◆ **GOAL OF THE EXERCISE**
Set down each line of the records once more, precisely, and omit the pictures.

◆ **EXERCISE INPUT**
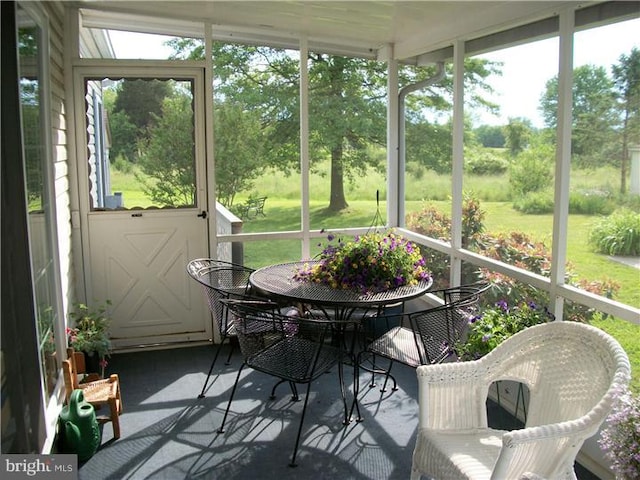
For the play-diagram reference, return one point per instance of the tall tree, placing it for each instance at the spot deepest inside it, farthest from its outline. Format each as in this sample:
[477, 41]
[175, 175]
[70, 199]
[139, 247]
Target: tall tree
[626, 75]
[141, 99]
[593, 112]
[167, 154]
[347, 104]
[517, 134]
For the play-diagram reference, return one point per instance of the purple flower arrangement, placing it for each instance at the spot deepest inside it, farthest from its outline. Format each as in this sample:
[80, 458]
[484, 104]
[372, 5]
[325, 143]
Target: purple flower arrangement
[496, 324]
[371, 263]
[620, 438]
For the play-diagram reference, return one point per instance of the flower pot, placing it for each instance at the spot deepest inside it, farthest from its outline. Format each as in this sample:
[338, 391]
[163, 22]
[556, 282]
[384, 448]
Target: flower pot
[92, 363]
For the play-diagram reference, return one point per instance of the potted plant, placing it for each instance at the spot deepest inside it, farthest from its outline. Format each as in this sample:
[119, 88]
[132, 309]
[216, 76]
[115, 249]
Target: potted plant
[90, 334]
[496, 324]
[371, 263]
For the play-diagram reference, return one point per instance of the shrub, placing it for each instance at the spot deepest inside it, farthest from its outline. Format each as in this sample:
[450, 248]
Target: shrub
[617, 234]
[591, 202]
[515, 248]
[535, 203]
[531, 171]
[496, 324]
[485, 162]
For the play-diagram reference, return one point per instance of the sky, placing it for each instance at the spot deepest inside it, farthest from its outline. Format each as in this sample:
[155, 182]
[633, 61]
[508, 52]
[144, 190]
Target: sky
[526, 68]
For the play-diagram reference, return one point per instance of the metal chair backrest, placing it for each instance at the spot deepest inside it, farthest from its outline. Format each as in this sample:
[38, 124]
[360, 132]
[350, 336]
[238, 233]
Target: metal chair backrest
[286, 346]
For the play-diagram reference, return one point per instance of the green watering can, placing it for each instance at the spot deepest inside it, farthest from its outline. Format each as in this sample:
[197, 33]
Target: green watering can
[79, 427]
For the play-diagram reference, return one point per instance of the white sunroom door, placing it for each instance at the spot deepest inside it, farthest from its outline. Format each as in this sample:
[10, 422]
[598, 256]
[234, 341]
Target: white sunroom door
[145, 202]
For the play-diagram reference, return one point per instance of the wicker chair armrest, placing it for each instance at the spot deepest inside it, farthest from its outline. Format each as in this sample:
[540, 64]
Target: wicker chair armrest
[544, 447]
[457, 390]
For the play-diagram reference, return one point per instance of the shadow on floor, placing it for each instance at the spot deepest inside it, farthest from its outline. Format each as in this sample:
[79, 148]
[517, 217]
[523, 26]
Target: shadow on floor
[168, 433]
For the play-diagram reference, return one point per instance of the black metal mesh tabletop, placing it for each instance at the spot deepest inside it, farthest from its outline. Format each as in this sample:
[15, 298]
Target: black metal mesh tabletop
[278, 281]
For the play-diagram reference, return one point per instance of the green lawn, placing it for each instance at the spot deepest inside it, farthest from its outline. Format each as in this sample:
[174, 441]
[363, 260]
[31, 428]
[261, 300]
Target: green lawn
[283, 213]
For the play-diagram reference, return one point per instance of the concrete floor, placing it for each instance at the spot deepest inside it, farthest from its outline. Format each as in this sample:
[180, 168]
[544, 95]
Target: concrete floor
[168, 433]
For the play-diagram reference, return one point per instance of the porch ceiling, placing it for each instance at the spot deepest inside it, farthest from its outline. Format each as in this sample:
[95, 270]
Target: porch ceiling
[363, 28]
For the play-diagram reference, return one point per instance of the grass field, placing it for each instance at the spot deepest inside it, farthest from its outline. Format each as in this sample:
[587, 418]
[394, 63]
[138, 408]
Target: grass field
[283, 214]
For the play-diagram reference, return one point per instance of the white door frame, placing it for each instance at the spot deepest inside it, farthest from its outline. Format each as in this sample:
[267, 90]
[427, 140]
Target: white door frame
[82, 216]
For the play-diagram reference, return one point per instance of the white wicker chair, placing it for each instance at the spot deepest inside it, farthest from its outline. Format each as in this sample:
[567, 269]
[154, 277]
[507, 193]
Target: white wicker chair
[572, 371]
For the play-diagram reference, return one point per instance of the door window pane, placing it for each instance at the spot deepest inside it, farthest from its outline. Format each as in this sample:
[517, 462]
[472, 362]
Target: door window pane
[140, 143]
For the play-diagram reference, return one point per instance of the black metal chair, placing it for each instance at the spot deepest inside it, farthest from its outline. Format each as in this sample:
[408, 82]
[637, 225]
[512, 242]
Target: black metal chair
[220, 280]
[294, 349]
[429, 338]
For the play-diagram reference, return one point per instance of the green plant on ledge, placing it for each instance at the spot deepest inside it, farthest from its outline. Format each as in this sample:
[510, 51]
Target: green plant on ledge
[370, 263]
[494, 325]
[90, 330]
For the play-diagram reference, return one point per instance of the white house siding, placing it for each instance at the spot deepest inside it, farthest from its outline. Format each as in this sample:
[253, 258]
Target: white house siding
[55, 12]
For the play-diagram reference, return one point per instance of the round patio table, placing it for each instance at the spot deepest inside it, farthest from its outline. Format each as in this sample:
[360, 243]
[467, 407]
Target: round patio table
[279, 284]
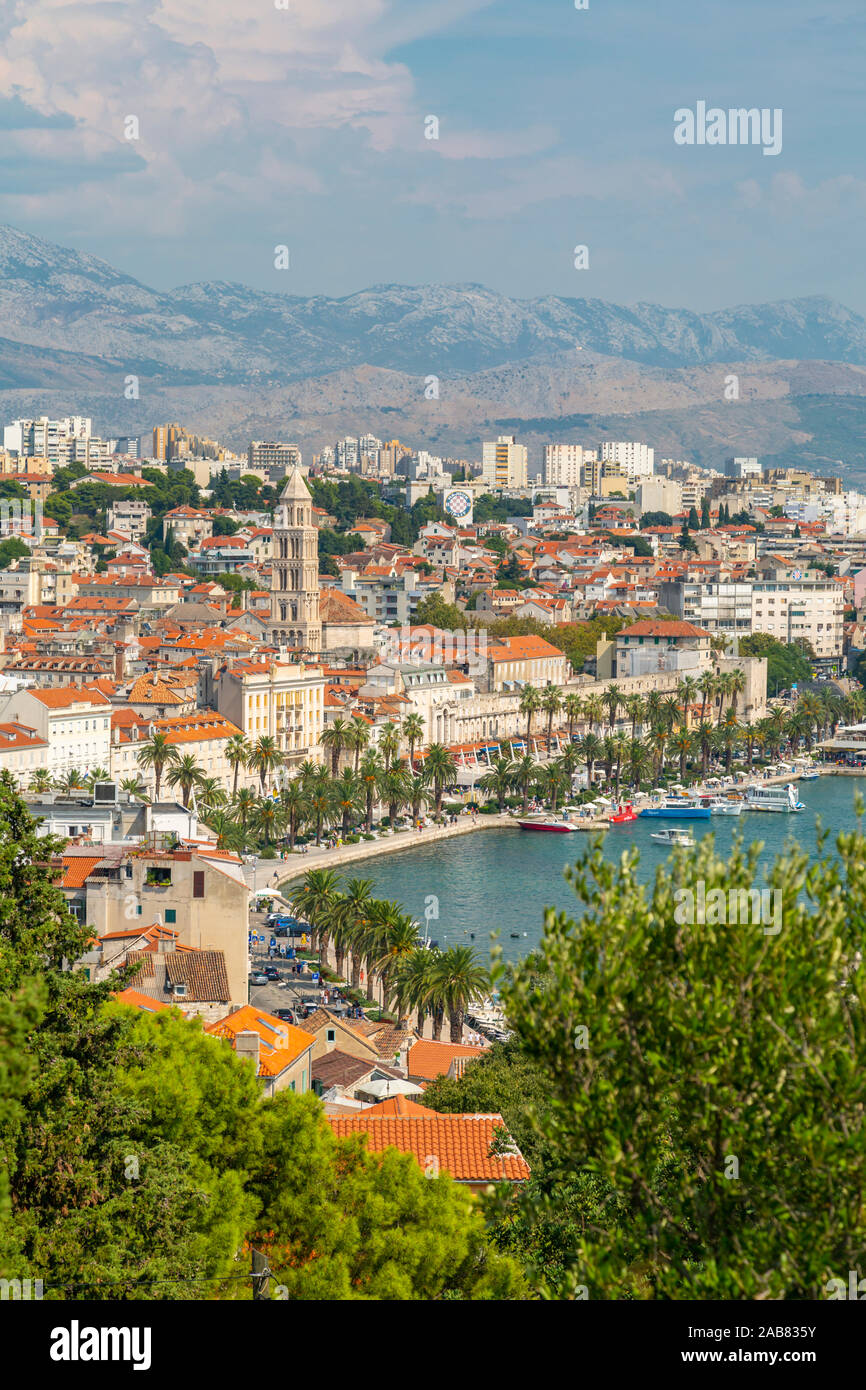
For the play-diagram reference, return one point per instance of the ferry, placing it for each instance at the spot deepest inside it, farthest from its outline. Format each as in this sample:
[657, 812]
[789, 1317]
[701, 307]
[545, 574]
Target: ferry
[773, 798]
[679, 808]
[673, 836]
[551, 823]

◆ **OUTPUT**
For the play-diagram reference, return one point per instance of the tall tree, placing it for each instance at the spot deepest inside it, farthest from its outline. Format each as in this sample:
[477, 41]
[175, 175]
[70, 199]
[139, 247]
Target: tall tree
[626, 75]
[141, 99]
[593, 112]
[167, 154]
[347, 104]
[517, 134]
For the play-diagram reference, return one point per instance of the purple flower arrangement, placing it for each instance at the spot deepest inside it, farthest from its outline. Format each as in this sample:
[80, 458]
[484, 104]
[372, 5]
[325, 143]
Target: purple flower arrangement
[496, 324]
[371, 263]
[620, 438]
For the play-diagram reference, return one point per instance of the flower pot, placing it for each instance at the spot deepest inside it, farthest from its outline. Format each as in this sample:
[338, 391]
[163, 22]
[556, 282]
[384, 448]
Target: flower pot
[92, 363]
For the play-diagram reference, return one point per instance of the potted plant, placing it for each instance at the spot deepest inside it, farthest from its outline. Format each as in this sample:
[119, 88]
[132, 309]
[216, 76]
[115, 249]
Target: potted plant
[90, 334]
[496, 324]
[371, 263]
For the play-diagram reference, return one point per instance of the shrub, placing it for each instance at the spot deepest inside it, farthest from its outline. Format each as in this sample:
[450, 248]
Target: shrub
[617, 234]
[591, 202]
[515, 248]
[535, 203]
[531, 171]
[496, 324]
[485, 162]
For the play-diagram reference, return one point per instance of the sky, placing it for each instance at the spot deepest inside it, farthest from its outline. Format each as in this sample:
[155, 182]
[633, 61]
[508, 52]
[144, 190]
Target: sky
[526, 68]
For the play-diagram reference, return one point per instance of the metal chair backrest, placing it for each instance at the spot deepest inside it, farthest from its outline. Format each as in this sample:
[38, 124]
[360, 132]
[350, 336]
[238, 233]
Target: metal chair backrest
[286, 346]
For the play-diagram reference, return one point per instance of the green watering can, placing it for each instance at the spot deepest inside it, farthest from its outline. Format each as in this sample:
[197, 33]
Target: green watering can
[79, 427]
For the play-diagram reference, return one point per instance of the white sunroom door, placing it for each instance at the spot deepest inside it, farthest from its outline. Format each as in this sample:
[10, 422]
[598, 256]
[234, 341]
Target: white sunroom door
[145, 202]
For the play-diagram reference, return one point per instance of the wicker chair armrest, placing it for each instance at the spot deepest inside it, farthest from its outline. Format each as in this sample:
[540, 64]
Target: wicker chair armrest
[544, 447]
[457, 390]
For the play-diagram reference, return one point per instance of the shadow on floor, placing it for each instance at the spot deepest inside it, farthest from its outline. Format each as in this sample:
[79, 148]
[517, 217]
[523, 26]
Target: shadow on floor
[168, 433]
For the play-diagram reference, return one point per instance of the black metal mesh tabletop, placing it for each instance at the spot deepest inside it, farthest from its outline. Format each as in this sample:
[15, 298]
Target: black metal mesh tabletop
[278, 281]
For the play-diagram reference, return one point per instance of the green lawn, placing it for each instance at the spot deepest inside it, farthest from its outline. Format each as in this sample:
[174, 441]
[363, 260]
[31, 428]
[261, 300]
Target: green lawn
[283, 213]
For the play-diagram reference, return one point per instance of the concrete floor, placing it for each instance at the spot deepest inside it, farthest from its outline. Format each as in this sample:
[180, 168]
[544, 95]
Target: concrete floor
[168, 433]
For the play-diagram reference, return one point per instance of the porch ceiling, placing it for each instance at the spot deepest inside it, farthest from its outline. Format each as in this sample:
[95, 270]
Target: porch ceiling
[363, 28]
For the play-diagram reference, return one point per instance of the grass field, placing it for each instance at the spot deepest inside it, farthest from its outline. Format each as in this sample:
[587, 418]
[394, 63]
[138, 408]
Target: grass field
[283, 214]
For the play-diagram reference, return one point per instance of the white door frame, placing it for each instance at the spot deepest inside it, farthest from its outline. Format each as in this sample:
[267, 90]
[427, 140]
Target: white door frame
[82, 216]
For the play-diagram reference, return one point per instance of the white wicker chair, placing it for each instance at the spot deepest inside it, farthest from its outline. Format each as in this sample:
[567, 269]
[154, 277]
[507, 193]
Target: white wicker chair
[572, 371]
For the play-diagram reference, return one point per instance of the door window pane, placing it for each instance at the spot deepest inside it, farthest from its outline. Format each as in this sample:
[517, 462]
[472, 362]
Target: door window pane
[140, 143]
For the play-diagram reference, return one point per instance of the black metal chair, placing it for each instance at the spot deepest inside it, farthest from its outline. Format each as in this sample:
[408, 82]
[637, 225]
[512, 242]
Target: black metal chair
[220, 280]
[294, 349]
[429, 338]
For the play-diagram reference, return one point per instance of the green plant on ledge, placing it for each instance at the spot deepest inside it, farthest from its outline. Format each as in this sample:
[510, 51]
Target: green plant on ledge
[370, 263]
[494, 325]
[90, 330]
For the play-diagram reference, return one point per instance of the white house siding, placing it for each instance at the spot deepest inside it, farthest from its outline. Format each as in this sample:
[253, 258]
Target: white house siding
[55, 12]
For the play-diagram reference, return one point per instance of the round patio table, placing it for each instance at the spot deepest inside it, farthest from its outline. Format each as in this sample:
[360, 243]
[467, 407]
Target: round patio table
[279, 284]
For the play-diagram reference, return one point per instance of the ferry, placing it for each instance at the spot deepest inside it, farthest from its outline. Format each as in this sample:
[657, 812]
[789, 1317]
[701, 307]
[545, 574]
Target: ferry
[773, 798]
[679, 808]
[673, 836]
[551, 823]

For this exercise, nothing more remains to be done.